Exercise brief:
Can you retype the US Open article word for word, everything from "The past, the" down to "of the present."?

Text section:
US Open: Dustin Johnson halfway towards a second Major title

Shinnecock Hills can’t rock DJ as world number one shoots a second round 67

 Dustin Johnson  celebrates making a birdie on the seventh hole as Tiger Woods  looks on during the second round of the US Open at Shinnecock Hills Golf Club  in Southampton, New York. Photograpgh: Mike Ehrmann/Getty Images

Dustin Johnson celebrates making a birdie on the seventh hole as Tiger Woods looks on during the second round of the US Open at Shinnecock Hills Golf Club in Southampton, New York. Photograpgh: Mike Ehrmann/Getty Images

 

The past, the present and the future all shook hands when it was over. They were on the ninth green and a second round which had taken us by surprise, with low-lying grey clouds which doused unsuspecting t-shirted spectators and some players who’d neglected to include raingear or even umbrellas in their planning for the day, had acted as a showcase for Dustin Johnson’s golfing majesty; he is, most assuredly, the man of the present.

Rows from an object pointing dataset
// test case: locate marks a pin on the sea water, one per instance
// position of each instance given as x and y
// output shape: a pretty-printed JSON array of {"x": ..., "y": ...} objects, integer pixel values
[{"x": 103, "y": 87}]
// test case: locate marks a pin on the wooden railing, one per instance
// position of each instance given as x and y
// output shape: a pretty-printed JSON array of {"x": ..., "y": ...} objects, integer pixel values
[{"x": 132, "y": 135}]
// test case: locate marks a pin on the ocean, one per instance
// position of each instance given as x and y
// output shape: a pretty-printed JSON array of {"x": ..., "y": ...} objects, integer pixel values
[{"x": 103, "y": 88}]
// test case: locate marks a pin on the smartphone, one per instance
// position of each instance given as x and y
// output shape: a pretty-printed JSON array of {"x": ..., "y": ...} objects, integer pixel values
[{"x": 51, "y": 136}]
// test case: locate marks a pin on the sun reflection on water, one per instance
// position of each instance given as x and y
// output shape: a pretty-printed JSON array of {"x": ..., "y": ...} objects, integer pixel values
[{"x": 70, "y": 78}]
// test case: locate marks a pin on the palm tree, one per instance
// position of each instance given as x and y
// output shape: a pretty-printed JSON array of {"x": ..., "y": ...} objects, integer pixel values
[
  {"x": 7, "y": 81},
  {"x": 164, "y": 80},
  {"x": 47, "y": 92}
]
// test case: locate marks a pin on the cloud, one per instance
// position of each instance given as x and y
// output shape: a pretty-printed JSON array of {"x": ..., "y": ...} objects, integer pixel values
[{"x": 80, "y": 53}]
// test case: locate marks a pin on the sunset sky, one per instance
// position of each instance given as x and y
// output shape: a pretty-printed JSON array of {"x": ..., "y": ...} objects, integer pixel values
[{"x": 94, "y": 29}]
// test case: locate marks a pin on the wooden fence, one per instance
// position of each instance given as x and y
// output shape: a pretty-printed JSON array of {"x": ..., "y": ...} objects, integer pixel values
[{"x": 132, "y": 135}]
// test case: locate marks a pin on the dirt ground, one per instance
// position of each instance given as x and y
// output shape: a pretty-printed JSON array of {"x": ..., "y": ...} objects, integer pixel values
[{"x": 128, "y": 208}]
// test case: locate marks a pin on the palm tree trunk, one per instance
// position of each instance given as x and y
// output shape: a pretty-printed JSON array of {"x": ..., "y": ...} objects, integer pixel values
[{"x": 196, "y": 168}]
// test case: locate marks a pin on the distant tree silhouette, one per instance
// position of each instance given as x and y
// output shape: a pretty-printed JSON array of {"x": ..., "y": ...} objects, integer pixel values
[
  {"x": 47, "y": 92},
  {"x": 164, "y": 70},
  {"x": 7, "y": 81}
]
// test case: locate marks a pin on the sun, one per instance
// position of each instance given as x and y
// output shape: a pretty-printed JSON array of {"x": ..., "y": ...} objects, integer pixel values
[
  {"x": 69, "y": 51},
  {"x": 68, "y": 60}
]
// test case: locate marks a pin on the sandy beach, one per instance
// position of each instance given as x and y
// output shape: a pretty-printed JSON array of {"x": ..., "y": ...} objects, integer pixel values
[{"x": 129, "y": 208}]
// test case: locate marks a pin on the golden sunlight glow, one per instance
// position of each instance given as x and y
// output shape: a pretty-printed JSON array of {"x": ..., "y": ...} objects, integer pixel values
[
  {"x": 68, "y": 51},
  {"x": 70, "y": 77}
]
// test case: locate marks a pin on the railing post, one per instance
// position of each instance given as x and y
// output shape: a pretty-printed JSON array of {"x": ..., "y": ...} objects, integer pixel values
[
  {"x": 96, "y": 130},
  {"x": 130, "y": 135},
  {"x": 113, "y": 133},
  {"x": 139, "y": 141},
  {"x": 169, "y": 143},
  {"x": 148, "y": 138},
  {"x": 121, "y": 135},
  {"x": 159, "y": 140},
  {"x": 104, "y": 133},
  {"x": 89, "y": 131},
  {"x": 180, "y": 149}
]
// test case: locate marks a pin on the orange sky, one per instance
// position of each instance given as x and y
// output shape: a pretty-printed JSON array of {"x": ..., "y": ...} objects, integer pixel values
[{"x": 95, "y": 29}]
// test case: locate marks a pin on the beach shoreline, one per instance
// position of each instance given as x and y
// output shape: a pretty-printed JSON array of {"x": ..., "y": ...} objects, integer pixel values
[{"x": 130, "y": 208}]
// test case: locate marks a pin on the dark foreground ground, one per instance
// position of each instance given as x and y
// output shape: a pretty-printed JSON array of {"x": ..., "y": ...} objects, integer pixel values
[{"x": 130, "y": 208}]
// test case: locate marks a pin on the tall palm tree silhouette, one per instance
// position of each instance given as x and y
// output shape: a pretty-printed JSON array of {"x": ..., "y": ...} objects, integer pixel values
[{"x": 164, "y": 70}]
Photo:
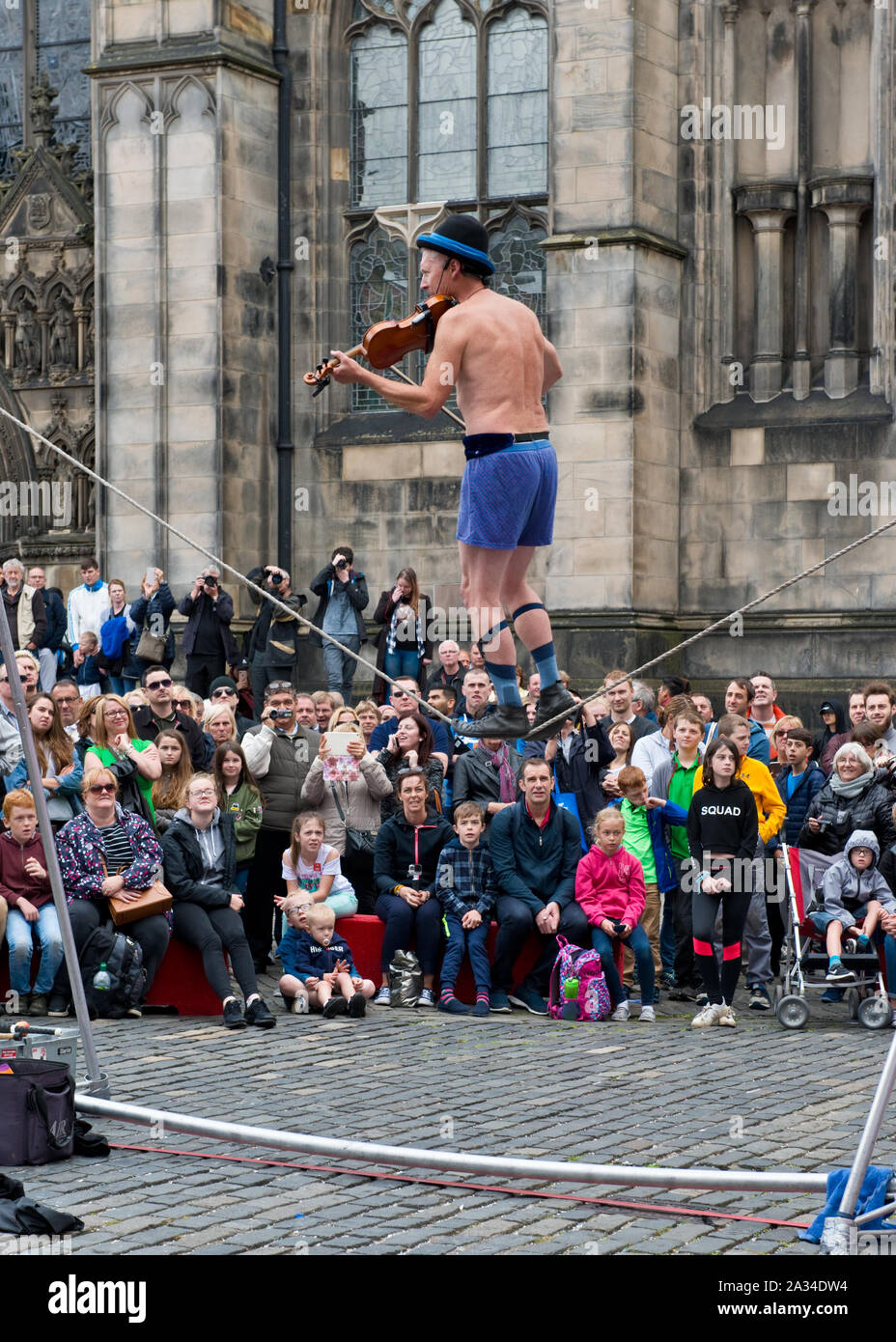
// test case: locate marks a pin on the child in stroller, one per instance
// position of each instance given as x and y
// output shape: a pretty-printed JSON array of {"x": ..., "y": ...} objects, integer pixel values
[{"x": 854, "y": 895}]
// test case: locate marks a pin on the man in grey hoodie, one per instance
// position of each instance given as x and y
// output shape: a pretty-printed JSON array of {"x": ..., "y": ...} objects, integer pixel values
[{"x": 854, "y": 897}]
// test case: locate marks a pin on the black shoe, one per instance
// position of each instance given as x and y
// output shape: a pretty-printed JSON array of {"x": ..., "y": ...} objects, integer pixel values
[
  {"x": 257, "y": 1014},
  {"x": 233, "y": 1018},
  {"x": 503, "y": 719},
  {"x": 553, "y": 699}
]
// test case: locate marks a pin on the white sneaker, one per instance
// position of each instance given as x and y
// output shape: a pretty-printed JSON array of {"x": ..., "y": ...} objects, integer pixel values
[{"x": 709, "y": 1015}]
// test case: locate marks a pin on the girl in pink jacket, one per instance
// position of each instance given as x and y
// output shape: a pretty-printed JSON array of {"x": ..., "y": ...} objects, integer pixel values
[{"x": 609, "y": 886}]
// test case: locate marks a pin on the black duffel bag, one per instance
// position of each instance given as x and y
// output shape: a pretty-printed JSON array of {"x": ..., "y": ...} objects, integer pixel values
[{"x": 37, "y": 1111}]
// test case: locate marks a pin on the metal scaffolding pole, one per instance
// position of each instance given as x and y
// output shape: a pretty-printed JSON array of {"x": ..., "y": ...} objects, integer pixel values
[
  {"x": 417, "y": 1157},
  {"x": 838, "y": 1238},
  {"x": 97, "y": 1080}
]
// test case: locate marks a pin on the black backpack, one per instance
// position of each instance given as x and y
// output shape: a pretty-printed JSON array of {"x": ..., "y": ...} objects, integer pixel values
[{"x": 124, "y": 961}]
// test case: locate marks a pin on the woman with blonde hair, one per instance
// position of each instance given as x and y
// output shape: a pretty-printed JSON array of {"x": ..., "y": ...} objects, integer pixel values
[
  {"x": 404, "y": 646},
  {"x": 219, "y": 726},
  {"x": 369, "y": 718},
  {"x": 342, "y": 719},
  {"x": 350, "y": 804},
  {"x": 59, "y": 765},
  {"x": 133, "y": 763}
]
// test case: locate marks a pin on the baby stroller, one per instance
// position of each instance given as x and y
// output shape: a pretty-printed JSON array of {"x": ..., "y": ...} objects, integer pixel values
[{"x": 803, "y": 961}]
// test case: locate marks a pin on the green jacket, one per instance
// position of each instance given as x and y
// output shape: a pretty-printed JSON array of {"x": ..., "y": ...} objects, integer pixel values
[{"x": 244, "y": 805}]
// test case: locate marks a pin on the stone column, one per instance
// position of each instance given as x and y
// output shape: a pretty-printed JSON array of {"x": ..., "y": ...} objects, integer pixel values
[
  {"x": 768, "y": 207},
  {"x": 185, "y": 215},
  {"x": 844, "y": 200}
]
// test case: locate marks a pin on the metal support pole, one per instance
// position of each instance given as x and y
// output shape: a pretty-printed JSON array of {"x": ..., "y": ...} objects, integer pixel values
[
  {"x": 97, "y": 1080},
  {"x": 837, "y": 1238},
  {"x": 416, "y": 1157}
]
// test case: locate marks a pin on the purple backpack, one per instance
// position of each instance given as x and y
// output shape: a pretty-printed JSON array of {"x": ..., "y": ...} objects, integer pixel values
[{"x": 590, "y": 998}]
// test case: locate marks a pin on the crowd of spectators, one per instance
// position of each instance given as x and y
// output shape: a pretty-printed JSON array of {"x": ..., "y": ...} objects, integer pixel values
[{"x": 272, "y": 811}]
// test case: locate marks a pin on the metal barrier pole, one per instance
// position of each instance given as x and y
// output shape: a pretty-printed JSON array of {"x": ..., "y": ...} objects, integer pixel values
[
  {"x": 97, "y": 1079},
  {"x": 566, "y": 1172},
  {"x": 838, "y": 1235}
]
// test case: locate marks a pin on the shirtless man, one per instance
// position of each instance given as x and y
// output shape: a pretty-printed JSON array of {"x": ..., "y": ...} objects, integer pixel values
[{"x": 492, "y": 350}]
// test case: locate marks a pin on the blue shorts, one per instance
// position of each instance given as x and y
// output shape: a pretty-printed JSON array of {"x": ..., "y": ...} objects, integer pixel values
[{"x": 509, "y": 498}]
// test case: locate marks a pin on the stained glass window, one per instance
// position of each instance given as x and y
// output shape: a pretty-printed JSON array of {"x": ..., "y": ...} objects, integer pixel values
[
  {"x": 519, "y": 264},
  {"x": 378, "y": 293},
  {"x": 517, "y": 105},
  {"x": 447, "y": 106},
  {"x": 11, "y": 85},
  {"x": 378, "y": 117},
  {"x": 63, "y": 50}
]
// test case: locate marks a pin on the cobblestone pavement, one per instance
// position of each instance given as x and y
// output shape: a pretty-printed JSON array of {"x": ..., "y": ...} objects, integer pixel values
[{"x": 755, "y": 1098}]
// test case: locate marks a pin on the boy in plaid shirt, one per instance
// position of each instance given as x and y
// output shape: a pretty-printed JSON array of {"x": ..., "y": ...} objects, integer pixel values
[{"x": 467, "y": 893}]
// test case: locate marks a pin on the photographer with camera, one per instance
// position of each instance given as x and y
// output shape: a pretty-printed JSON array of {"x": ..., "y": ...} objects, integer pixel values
[
  {"x": 344, "y": 595},
  {"x": 209, "y": 643},
  {"x": 272, "y": 643}
]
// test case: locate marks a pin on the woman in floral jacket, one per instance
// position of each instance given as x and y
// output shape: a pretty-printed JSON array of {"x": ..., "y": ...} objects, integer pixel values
[{"x": 103, "y": 851}]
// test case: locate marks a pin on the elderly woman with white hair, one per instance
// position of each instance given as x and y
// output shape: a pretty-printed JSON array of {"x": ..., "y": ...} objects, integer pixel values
[
  {"x": 852, "y": 798},
  {"x": 27, "y": 616}
]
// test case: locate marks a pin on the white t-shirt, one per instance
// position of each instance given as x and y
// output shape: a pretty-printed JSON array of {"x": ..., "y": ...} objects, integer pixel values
[{"x": 309, "y": 877}]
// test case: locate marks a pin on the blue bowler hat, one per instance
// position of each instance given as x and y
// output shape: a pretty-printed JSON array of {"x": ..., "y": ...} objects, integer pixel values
[{"x": 462, "y": 238}]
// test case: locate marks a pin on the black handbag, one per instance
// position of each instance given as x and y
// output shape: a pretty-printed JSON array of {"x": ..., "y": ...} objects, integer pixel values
[
  {"x": 358, "y": 843},
  {"x": 37, "y": 1111}
]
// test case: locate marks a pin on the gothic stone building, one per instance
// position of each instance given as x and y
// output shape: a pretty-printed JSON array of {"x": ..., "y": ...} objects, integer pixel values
[{"x": 695, "y": 196}]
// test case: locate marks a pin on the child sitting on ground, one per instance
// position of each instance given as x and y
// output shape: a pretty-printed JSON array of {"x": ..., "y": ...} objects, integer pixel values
[
  {"x": 320, "y": 963},
  {"x": 467, "y": 891},
  {"x": 24, "y": 886},
  {"x": 609, "y": 886},
  {"x": 854, "y": 895}
]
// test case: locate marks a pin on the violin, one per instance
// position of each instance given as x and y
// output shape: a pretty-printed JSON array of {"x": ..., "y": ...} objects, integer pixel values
[{"x": 386, "y": 343}]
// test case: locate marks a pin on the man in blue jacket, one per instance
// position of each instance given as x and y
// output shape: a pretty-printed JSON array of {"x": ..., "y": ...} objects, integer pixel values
[{"x": 535, "y": 849}]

Task response:
The past, the present and the future all shook hands when it was over. They were on the ninth green and a second round which had taken us by surprise, with low-lying grey clouds which doused unsuspecting t-shirted spectators and some players who’d neglected to include raingear or even umbrellas in their planning for the day, had acted as a showcase for Dustin Johnson’s golfing majesty; he is, most assuredly, the man of the present.